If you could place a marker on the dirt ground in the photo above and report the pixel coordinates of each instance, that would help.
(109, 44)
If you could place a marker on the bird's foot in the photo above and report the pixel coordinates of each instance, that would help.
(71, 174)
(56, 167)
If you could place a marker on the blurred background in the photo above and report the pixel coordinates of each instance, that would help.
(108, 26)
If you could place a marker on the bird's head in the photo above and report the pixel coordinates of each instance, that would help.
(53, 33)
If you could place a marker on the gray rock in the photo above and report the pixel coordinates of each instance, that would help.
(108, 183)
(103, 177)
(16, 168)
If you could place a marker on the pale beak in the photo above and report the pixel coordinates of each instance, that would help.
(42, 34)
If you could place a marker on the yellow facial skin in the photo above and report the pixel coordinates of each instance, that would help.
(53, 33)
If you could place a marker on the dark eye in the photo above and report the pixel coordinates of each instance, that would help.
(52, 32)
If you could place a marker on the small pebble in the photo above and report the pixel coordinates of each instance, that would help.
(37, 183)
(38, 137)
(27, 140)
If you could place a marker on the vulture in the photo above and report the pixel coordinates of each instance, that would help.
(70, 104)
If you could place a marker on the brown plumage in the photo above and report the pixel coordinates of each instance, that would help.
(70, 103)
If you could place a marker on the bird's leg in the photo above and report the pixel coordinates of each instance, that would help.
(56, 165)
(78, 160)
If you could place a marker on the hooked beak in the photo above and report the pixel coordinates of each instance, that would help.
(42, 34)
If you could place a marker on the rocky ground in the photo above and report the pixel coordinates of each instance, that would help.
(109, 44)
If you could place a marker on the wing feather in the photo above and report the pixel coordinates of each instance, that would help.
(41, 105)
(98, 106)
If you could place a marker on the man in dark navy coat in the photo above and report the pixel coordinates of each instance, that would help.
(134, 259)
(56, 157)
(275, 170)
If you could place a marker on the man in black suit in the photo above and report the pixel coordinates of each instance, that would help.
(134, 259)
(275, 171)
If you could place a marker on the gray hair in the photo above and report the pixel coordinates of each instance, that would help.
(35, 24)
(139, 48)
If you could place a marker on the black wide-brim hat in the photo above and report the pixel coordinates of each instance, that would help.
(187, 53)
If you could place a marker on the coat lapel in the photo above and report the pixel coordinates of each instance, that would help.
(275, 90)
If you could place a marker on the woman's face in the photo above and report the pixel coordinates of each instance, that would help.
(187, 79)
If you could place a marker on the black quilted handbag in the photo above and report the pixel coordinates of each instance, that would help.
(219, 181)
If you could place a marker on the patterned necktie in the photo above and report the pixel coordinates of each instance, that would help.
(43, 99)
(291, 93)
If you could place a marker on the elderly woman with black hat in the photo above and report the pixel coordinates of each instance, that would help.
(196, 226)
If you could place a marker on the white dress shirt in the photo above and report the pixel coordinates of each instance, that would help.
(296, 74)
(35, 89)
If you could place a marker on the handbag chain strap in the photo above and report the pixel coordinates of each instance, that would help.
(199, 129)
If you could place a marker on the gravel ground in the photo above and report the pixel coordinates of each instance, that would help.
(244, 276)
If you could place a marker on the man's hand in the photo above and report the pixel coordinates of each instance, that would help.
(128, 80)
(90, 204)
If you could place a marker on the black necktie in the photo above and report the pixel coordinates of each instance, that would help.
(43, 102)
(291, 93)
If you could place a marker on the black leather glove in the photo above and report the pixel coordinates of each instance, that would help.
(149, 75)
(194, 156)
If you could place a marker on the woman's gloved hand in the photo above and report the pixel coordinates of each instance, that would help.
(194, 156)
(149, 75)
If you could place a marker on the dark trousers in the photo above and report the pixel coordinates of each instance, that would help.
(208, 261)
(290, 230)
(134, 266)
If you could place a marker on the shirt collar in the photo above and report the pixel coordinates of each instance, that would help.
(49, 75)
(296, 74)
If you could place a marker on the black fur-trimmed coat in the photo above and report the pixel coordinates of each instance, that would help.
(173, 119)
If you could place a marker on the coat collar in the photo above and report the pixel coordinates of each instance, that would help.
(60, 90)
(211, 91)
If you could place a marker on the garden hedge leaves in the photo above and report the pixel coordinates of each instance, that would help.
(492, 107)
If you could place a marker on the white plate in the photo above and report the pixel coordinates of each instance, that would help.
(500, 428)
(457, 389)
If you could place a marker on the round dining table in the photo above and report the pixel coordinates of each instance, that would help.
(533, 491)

_ _ _ _ _ _ _

**SHORT TASK**
Please copy the listing above word for word, from the line containing "If you could place a marker on the dark trousers" through the final line of the listing, including both of those lines.

**SOLUTION TO THE PROBLEM**
If you could place a marker on the dark trousers in the photo above and report the pixel coordinates of each instance, that would help.
(208, 261)
(290, 230)
(134, 266)
If you could place a marker on the shirt collar in the photo above and report the pixel coordinates of each instance, that would help.
(49, 75)
(296, 74)
If you could place a marker on the black fur-trimmed coat in the photo above and report the pixel coordinates of each instance, that would help.
(173, 119)
If you could place a marker on the coat collar in the photo above and report the pixel coordinates of each instance, that would help.
(60, 90)
(211, 91)
If you could place a marker on the garden hedge leaves in the photo above and report the pixel coordinates of each instance, that would help.
(492, 107)
If you could place a marker on the white plate in the photo above and report the pixel coordinates of each instance, that would help.
(500, 428)
(457, 389)
If you could place a marker on the round dining table in the photo above and report the pixel coordinates of each instance, that would help.
(533, 491)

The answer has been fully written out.